**TEXT BLOCK:**
Prudential Building
Posted by:
Rayman
N 42° 52.991 W 078° 52.592
17T E 673410 N 4750029
Designed by Louis Sullivan, this was the tallest building in Buffalo when construction was completed.
Waymark Code: WMBZ6
Location: New York, United States
Date Posted: 05/04/2006
Views: 31
The building was intended to be named after Hascal L. Taylor, the Buffalonian who commissioned Dankmar Adler and Louis Sullivan to build what he wanted to be "the largest and best office building in the city." Unfortunately, he died in November of 1894 just before construction plans were to be publicly announced.
The Guaranty Construction Company of Chicago, which was to construct the building for Taylor, bought the property and completed the project. Construction began in 1895, and the Guaranty Building was occupied on March 1, 1896. It was renamed the Prudential Building about two years after it was completed at the time of refinancing though the Prudential Insurance Company.

**ROWS:**
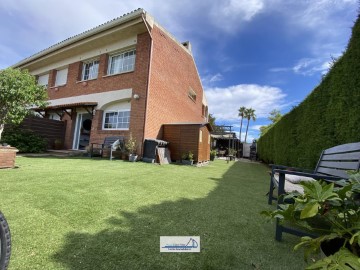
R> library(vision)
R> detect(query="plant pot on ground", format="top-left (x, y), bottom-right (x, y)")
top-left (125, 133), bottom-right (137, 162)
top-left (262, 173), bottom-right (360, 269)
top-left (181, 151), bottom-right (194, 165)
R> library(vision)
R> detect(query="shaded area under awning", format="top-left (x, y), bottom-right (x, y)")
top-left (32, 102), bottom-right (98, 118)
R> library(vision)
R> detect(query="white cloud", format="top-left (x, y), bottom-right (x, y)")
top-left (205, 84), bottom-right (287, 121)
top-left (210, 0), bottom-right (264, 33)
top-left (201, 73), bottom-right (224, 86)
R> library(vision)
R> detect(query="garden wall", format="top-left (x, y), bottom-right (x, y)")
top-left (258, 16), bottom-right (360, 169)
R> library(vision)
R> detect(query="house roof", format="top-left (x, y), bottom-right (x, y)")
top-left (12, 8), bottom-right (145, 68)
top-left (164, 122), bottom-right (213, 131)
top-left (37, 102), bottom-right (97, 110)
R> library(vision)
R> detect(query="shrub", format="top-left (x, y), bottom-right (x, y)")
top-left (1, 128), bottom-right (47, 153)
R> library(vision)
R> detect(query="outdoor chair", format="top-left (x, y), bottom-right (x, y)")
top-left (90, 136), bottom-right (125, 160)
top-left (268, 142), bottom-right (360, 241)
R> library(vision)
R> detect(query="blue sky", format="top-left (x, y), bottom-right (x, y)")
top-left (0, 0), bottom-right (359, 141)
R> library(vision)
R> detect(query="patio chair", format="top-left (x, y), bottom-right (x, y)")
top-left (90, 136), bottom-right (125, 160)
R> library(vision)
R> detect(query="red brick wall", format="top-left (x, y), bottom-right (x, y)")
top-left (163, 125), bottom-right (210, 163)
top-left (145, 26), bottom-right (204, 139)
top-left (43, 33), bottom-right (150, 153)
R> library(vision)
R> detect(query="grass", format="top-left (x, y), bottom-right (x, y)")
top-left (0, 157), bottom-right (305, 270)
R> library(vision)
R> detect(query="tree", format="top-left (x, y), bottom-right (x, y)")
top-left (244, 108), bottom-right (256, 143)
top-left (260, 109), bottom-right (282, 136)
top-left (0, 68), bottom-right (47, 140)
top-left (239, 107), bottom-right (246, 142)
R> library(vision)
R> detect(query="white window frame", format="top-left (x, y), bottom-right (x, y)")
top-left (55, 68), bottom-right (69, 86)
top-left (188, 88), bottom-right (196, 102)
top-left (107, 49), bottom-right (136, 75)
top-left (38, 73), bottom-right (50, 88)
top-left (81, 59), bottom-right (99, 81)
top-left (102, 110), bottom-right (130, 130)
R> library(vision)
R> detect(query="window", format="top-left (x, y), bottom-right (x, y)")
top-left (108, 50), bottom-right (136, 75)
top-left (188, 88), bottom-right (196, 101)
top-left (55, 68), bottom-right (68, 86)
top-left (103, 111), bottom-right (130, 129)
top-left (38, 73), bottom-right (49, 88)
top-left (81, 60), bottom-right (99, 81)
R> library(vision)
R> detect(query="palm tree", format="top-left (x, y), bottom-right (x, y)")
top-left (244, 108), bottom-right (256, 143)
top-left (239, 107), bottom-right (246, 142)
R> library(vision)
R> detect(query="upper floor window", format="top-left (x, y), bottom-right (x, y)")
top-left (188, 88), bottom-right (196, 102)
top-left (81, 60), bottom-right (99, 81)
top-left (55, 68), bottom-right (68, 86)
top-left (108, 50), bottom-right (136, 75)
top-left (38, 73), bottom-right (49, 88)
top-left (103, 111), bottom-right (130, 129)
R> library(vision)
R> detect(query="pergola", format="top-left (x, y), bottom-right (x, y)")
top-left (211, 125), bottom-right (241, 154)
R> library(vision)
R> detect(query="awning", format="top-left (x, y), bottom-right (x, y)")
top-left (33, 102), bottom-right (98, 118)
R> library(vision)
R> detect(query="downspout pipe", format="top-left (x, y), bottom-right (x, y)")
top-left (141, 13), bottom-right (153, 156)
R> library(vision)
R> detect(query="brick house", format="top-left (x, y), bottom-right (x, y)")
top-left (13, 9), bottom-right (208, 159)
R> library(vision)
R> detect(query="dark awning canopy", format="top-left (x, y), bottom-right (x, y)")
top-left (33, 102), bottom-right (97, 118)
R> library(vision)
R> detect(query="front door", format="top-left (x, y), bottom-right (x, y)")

**REQUIRED ACTIONS:**
1 – In the Prudential Building text, on what date was the Guaranty Building occupied?
2 – Continue the Prudential Building text from the point where it ends.

**TASK RESULTS:**
1 – March 1, 1896.

2 –
The Guaranty was one of the first steel-supported, curtain-walled buildings in the world, and its thirteen stories made it, at the time it was built, the tallest building in Buffalo.
Sullivan's lively reddish brown terra cotta ornament adorns the piers, spandrels, tympani, columns, and arches of the Guaranty Building, giving the structure an exuberance and personality that remind one that Sullivan's father was an Irish dancing master. The designs seem to be derived from American nature forms and perhaps from the Celtic Book of Kells.
The main motif is a kind of oval pod or seed shape, which Sullivan used to suggest man's potential for spiritual and creative growth. The pod is sometimes superimposed on a rectangle and connected to it with stem-like filaments. It recurs profusely in the interior of the building, in the stairway balustrades, the elevator cages, the letter drops, and the Tiffany-like art glass ceiling. The swirling lines and the opalescent glass also reveal Sullivan's interest in Art Nouveau.
The Great Depression brought hard times for the Guaranty Building. Although recognized as an architectural masterpiece as early as 1940, the building suffered through the next several decades. By the mid 1950s, the building was being described as “old and dirty.” In 1955, an ill-judged “modernization” project added a fiberglass exterior to the lower floors and a dropped ceiling in the lobby. Later cleaning efforts damaged the intricate terra cotta with harsh sandblasting.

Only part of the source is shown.